Entries from a pointing dataset

════════

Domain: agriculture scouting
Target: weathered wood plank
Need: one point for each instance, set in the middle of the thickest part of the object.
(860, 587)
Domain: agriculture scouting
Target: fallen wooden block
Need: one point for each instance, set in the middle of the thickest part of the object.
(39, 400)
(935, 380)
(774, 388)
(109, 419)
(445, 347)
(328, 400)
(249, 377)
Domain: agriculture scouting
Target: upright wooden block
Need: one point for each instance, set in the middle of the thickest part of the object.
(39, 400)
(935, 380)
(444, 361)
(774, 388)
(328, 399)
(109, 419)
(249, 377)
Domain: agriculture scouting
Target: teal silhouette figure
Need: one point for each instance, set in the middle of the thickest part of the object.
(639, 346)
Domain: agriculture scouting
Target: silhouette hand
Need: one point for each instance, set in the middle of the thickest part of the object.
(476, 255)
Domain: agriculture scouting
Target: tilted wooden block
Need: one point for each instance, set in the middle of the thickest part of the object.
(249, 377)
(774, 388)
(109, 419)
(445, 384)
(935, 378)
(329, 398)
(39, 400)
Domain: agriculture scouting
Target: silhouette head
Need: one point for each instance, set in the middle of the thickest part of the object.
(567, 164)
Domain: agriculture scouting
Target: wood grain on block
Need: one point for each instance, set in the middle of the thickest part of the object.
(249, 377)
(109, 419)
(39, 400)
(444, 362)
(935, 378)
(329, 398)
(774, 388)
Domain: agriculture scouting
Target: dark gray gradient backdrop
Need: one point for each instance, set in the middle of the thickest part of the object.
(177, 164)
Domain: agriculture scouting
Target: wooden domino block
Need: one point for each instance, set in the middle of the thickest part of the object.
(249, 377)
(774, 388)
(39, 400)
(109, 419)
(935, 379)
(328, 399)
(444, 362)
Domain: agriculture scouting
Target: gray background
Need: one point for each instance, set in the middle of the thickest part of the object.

════════

### What is expected
Write the data from above out again, exactly.

### Written response
Domain: agriculture scouting
Target: weathered wood plank
Need: one point for each instance, set in the middle of the thickest part of the object.
(860, 587)
Domain: agriculture scouting
Target: fallen wooden block
Need: one point for each instance, set in the middle of the thickest part of the object.
(39, 400)
(935, 380)
(774, 388)
(109, 419)
(445, 347)
(328, 400)
(249, 377)
Domain: agriculture scouting
Target: upright wooden block
Need: one point for each instance, set in the middle of the thickest part of the object.
(39, 400)
(935, 380)
(444, 361)
(774, 388)
(328, 399)
(109, 419)
(249, 377)
Domain: agriculture scouting
Target: teal silhouette figure
Need: one point for each instance, set in the middle of the thickest part of the object.
(639, 346)
Domain: agriculture scouting
Target: silhouette hand
Need: one point for each instance, set in the middle of the thickest part of the object.
(476, 255)
Domain: agriculture scouting
Target: tilted wooden block
Need: one point for each instance, set in the middle of the thickest part of the object.
(249, 377)
(774, 388)
(109, 419)
(445, 384)
(935, 378)
(329, 398)
(39, 400)
Domain: agriculture scouting
Target: silhouette head
Need: one point for each instance, set in the middle of the thickest part of the object.
(567, 164)
Domain: agriculture scouting
Target: wood grain on block
Need: one point for each instance, set in the middle of the thickest part of the object.
(249, 377)
(109, 419)
(39, 400)
(444, 362)
(935, 378)
(329, 398)
(774, 388)
Domain: agriculture scouting
Target: dark gray gradient backdrop
Need: one point for each instance, set in the middle of the thickest part of the object.
(177, 164)
Domain: agriculture scouting
Target: wooden domino block
Need: one point for each instance, set in the middle of the thickest part of the object.
(249, 377)
(774, 388)
(39, 400)
(109, 419)
(935, 379)
(328, 399)
(444, 362)
Domain: agriculture scouting
Target: gray background
Need: one point for each instance, set in the middle of the thickest part of the object.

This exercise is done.